• **Activity 1**:
In the discussion of technology in teaching, what name does the ocean around Antarctica now have instead of the Antarctic Ocean?
• **Activity 2**:
Reproduce word for word the part of the discussion of technology in teaching starting at "As a teacher" and ending at "leave high school.".

----- Provided text -----

As a teacher I was once excited to think my students were using technology when the assignment called for them to use the Internet to research topics for reports they would then present using word processing.
To take our existing curriculum and 100 year old (tried but true) philosophies of education and plug them into technology the way you suggest and the way I outlined is no use of technology as a learning tool, but an expensive replacement for an encyclopedia, paper and pencil, and there is no substantial point to it.
What I am interested in considering is how we can accomplish the first three by the fourth, how we can challenge the last 100 years of public education practices (that worked relatively well up through the 80's and maybe even 90's) and really prepare our students for a world they will live and compete when they leave high school.
Anne, Perhaps this might be a bigger discussion for a side tab? I would be interested in hearing from you and other teachers who get and love technology and learning, and examine how it is working now, and how it needs to work to prepare our students for their future. I am interested in turning the last 100 years of public education on its head and seeing what happens.
Yes, this is a topic for a side list rather than on Introductions. From what I have seen on my first few weeks on here, this is the place to find those who want to collaborate on the future.
One of the advantages to using the Internet for research, is that you can find the most current information. An Encyclopedia is outdated as soon as it is published, boxed up, and shipped to the school. The Internet tends to provide the newest information. In building my website, which is probably more in tune with the "old way" of using the computer, since I feel that we will need that use of the Internet for some time yet, I have learned how many areas, particularly in science and history, have been revisited and updated since I learned "the facts" in school myself. Before I retired, I was doing a demo lesson to show how to use the spreadsheet for 5th grade science, and explored the oceans of the world. I learned that the ocean around Antarctica is not longer called the Antarctic Ocean, but is now called the Southern ocean. When I mentioned this in my demo lesson, I educated a whole panel of administrators who also did not know the ocean had changed names, actually some twenty years ago.

----- Information provided -----

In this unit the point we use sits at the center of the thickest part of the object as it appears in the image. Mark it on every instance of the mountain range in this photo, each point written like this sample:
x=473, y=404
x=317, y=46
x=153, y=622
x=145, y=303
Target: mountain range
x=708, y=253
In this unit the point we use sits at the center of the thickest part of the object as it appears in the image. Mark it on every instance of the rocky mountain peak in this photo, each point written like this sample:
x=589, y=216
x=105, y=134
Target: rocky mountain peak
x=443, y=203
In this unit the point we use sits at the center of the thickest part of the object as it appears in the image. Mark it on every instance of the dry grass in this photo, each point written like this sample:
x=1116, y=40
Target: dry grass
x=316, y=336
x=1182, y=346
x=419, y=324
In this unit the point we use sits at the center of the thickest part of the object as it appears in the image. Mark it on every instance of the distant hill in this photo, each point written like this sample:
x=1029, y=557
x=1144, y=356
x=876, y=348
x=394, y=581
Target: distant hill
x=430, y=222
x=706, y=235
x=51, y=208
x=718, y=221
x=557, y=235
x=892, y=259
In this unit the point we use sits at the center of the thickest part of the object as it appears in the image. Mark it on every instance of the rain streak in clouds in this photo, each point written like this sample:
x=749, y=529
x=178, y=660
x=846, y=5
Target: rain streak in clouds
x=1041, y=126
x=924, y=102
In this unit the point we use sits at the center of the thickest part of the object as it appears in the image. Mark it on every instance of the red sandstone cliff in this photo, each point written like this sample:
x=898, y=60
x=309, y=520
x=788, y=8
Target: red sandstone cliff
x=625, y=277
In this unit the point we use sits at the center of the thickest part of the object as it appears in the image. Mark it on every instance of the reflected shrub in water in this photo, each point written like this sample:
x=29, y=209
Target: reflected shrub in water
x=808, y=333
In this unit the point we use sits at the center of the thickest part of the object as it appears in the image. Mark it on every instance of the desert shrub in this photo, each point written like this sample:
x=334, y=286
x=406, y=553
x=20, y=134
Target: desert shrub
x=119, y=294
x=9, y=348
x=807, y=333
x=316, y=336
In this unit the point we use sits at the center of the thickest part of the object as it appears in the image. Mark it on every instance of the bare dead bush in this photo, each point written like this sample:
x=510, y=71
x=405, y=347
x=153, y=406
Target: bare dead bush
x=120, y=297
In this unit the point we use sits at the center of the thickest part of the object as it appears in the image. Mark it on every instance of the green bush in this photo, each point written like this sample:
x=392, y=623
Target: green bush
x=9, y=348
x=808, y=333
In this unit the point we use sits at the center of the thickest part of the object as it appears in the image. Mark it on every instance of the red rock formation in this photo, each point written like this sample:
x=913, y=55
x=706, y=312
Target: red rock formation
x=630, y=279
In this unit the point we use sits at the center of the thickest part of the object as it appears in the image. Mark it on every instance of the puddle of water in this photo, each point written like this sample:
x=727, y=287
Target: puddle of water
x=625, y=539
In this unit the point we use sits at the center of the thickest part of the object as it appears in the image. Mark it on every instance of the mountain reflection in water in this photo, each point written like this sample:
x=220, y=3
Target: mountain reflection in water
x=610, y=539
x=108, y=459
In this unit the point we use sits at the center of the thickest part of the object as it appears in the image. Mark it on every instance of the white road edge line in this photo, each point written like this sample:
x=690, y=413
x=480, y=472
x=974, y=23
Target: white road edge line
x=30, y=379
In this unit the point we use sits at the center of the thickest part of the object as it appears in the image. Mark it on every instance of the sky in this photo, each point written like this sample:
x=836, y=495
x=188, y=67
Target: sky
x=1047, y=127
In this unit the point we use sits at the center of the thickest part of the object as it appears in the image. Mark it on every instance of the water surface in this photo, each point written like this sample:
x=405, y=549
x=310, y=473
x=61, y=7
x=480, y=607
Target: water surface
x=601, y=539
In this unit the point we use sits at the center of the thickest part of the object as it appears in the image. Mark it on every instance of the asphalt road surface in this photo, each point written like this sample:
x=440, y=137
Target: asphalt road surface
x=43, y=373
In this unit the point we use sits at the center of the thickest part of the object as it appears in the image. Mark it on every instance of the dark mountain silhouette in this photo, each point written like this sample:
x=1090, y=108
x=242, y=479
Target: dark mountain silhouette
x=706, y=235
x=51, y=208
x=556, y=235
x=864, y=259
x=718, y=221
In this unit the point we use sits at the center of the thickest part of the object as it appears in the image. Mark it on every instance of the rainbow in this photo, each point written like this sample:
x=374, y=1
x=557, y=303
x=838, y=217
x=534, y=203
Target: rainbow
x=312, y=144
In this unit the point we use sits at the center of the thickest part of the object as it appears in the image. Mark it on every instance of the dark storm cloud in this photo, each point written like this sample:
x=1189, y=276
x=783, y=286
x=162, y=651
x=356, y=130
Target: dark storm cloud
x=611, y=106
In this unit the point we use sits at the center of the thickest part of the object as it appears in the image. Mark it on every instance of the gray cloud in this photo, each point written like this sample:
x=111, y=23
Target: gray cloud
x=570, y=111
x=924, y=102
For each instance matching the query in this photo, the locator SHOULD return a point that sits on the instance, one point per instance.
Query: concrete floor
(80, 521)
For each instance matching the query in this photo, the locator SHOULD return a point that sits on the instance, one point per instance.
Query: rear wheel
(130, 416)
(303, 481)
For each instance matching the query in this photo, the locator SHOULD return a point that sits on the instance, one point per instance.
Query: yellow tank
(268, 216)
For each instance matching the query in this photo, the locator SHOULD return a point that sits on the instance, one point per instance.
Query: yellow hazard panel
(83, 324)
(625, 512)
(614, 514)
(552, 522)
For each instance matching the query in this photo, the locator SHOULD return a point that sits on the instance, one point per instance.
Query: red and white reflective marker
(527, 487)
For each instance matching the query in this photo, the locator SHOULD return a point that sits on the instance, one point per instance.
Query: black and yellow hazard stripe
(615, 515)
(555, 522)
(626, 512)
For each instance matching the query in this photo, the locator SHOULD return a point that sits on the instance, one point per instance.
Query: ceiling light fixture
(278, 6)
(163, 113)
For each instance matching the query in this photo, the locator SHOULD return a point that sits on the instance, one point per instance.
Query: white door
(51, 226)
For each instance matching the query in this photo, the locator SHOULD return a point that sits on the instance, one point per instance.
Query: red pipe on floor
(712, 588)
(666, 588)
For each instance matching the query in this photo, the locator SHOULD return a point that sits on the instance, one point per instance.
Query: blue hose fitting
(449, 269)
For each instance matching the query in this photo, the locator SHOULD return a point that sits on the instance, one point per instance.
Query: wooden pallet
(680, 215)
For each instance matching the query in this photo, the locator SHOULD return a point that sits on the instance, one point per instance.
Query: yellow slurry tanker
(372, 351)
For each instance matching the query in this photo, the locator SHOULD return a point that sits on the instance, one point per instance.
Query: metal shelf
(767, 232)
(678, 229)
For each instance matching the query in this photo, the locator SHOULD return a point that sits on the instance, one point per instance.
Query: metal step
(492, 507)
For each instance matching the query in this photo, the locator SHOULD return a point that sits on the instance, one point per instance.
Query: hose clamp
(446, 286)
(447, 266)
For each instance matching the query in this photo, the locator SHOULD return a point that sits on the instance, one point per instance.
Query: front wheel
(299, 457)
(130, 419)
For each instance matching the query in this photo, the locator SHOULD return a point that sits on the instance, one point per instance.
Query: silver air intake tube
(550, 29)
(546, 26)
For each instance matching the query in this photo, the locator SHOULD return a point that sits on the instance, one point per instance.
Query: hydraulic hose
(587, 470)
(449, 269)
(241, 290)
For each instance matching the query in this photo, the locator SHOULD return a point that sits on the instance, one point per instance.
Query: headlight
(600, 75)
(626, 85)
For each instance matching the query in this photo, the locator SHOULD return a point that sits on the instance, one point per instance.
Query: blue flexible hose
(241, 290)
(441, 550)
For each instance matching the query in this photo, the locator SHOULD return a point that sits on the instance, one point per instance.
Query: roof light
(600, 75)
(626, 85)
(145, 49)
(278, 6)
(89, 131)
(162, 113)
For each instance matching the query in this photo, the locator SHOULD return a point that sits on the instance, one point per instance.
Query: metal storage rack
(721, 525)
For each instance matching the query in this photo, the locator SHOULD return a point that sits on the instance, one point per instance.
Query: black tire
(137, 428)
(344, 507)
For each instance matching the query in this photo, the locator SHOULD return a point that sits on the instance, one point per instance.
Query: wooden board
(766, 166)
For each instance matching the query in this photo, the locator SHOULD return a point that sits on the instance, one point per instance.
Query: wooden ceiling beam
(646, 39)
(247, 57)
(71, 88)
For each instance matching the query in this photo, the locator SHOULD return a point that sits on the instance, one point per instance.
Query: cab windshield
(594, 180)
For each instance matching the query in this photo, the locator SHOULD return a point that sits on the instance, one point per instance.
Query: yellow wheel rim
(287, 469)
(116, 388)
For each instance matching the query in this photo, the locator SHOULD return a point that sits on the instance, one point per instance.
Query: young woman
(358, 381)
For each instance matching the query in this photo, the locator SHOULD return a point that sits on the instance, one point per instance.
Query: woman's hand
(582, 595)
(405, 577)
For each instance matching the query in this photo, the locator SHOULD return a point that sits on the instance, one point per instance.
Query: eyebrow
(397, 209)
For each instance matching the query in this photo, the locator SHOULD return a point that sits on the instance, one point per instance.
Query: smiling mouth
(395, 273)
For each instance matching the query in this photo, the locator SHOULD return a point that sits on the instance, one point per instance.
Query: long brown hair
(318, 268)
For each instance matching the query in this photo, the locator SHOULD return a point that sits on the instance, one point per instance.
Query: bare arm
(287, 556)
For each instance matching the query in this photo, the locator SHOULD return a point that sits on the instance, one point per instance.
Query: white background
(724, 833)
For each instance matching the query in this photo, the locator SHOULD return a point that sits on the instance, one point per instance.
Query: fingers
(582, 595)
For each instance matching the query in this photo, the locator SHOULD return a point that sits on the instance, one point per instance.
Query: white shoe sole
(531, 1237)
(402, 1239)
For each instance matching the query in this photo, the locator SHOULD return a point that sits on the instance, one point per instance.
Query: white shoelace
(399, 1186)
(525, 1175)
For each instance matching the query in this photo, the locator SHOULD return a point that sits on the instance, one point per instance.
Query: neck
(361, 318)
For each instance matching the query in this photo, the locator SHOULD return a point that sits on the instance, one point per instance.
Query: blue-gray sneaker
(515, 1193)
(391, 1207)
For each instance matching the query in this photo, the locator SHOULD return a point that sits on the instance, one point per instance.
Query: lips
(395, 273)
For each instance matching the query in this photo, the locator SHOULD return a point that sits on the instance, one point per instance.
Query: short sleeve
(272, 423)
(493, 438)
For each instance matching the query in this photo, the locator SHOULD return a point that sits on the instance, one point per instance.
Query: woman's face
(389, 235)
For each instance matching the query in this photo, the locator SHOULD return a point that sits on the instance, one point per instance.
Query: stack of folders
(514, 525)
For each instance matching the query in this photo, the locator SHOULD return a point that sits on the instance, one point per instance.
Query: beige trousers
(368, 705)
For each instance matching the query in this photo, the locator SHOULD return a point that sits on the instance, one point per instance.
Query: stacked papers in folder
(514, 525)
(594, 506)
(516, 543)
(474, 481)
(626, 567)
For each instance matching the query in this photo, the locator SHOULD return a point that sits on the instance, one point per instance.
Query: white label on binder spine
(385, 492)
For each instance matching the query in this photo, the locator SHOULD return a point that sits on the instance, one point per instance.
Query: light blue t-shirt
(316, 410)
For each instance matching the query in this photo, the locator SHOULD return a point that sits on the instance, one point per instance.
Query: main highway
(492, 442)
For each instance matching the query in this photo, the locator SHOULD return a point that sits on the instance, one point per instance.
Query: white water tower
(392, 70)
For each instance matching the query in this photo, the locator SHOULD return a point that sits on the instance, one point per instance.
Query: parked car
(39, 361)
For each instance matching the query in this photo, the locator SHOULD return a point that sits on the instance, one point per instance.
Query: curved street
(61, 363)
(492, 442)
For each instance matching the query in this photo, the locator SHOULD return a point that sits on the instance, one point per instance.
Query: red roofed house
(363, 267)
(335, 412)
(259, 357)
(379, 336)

-----

• **Task answer 1**:
The Southern Ocean.

• **Task answer 2**:
As a teacher I was once excited to think my students were using technology when the assignment called for them to use the Internet to research topics for reports they would then present using word processing.
To take our existing curriculum and 100 year old (tried but true) philosophies of education and plug them into technology the way you suggest and the way I outlined is no use of technology as a learning tool, but an expensive replacement for an encyclopedia, paper and pencil, and there is no substantial point to it.
What I am interested in considering is how we can accomplish the first three by the fourth, how we can challenge the last 100 years of public education practices (that worked relatively well up through the 80's and maybe even 90's) and really prepare our students for a world they will live and compete when they leave high school.